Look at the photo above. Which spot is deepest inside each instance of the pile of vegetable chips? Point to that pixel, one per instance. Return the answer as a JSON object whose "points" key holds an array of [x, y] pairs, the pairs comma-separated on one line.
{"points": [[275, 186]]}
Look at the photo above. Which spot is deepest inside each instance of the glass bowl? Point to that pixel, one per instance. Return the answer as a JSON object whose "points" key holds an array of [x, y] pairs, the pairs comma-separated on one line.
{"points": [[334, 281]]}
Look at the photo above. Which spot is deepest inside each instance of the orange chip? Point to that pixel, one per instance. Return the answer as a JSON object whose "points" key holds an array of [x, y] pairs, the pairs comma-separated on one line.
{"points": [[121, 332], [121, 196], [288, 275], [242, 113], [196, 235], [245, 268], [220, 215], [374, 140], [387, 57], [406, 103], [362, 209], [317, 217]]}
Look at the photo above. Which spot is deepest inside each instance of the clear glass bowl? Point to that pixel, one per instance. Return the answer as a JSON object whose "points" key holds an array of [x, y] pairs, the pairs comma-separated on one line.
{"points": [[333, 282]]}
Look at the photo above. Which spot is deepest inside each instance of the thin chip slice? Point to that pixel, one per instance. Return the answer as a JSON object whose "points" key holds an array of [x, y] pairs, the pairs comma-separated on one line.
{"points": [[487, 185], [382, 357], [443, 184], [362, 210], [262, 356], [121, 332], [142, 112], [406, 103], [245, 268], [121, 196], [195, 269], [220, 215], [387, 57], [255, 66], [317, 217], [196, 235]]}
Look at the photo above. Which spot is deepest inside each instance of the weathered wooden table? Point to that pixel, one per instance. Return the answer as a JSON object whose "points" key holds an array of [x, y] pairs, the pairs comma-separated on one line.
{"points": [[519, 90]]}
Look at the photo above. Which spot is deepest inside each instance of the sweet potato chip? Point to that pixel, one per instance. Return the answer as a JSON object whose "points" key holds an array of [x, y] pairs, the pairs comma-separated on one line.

■ ■ ■ ■ ■ ■ ■

**YOUR INSTRUCTIONS:** Copy every one of the records above word for word, keeping their order.

**CORRECT ANSWER:**
Look at the photo above. Which spot is deepest inside each instance of the pile of vegetable chips? Point to that pixel, one per instance. Return the answer as a JSON object whose "points" key holds an array of [x, y] pairs, the pairs comma-separated on one line.
{"points": [[275, 186]]}
Look at the photo above. Which spot is deepest inside each instance of the glass bowl? Point to that pixel, one per instance. Return the answer as a JSON object whose "points" key holds an array of [x, y] pairs, the pairs comma-separated on one line.
{"points": [[334, 281]]}
Look at the photo above. Which spot is deepest inside each instance of the orange chip? Point to that pixel, one per instance. Return the answer as a JSON object whose "points" key holds an array of [x, y] pairs, the pairs comma-separated on one line.
{"points": [[121, 332], [121, 196], [288, 275], [242, 113], [196, 235], [245, 268], [220, 215], [374, 140], [387, 57], [406, 103], [362, 209], [317, 217]]}
Look at the photo above. Which spot is deepest inside each instance of the clear glass bowl? Point to that pixel, one per instance. Return the answer as a JSON object whose "points" key holds an array of [x, y] pairs, the pairs comma-separated on one line.
{"points": [[333, 282]]}
Look at the photo above. Which spot is deepest inside each instance of the thin chip slice? Point to that pixel, one per instance. Return the answer as a JSON object whose "points" key holds an array of [x, y] pairs, the pairs comma-separated on one line.
{"points": [[487, 185], [382, 357], [443, 184], [362, 210], [262, 356], [121, 332], [142, 112], [406, 103], [245, 268], [121, 196], [195, 269], [220, 215], [387, 57], [255, 66], [317, 217], [196, 235]]}
Look at the photo above. Which spot is deepest inside each instance of the weathered wooden table? Point to that pixel, one per instance. Return the answer as a JSON object whose "points" key holds an array of [x, y] pairs, the pairs comma-separated on one line.
{"points": [[519, 90]]}
Look at the photo above. Which spot is deepest inside each instance of the sweet potato chip? Point to that pixel, one per instance. Return the answer as a JSON object whose "points" key holds an array of [x, y] pairs, the pairs comma-separated on one line.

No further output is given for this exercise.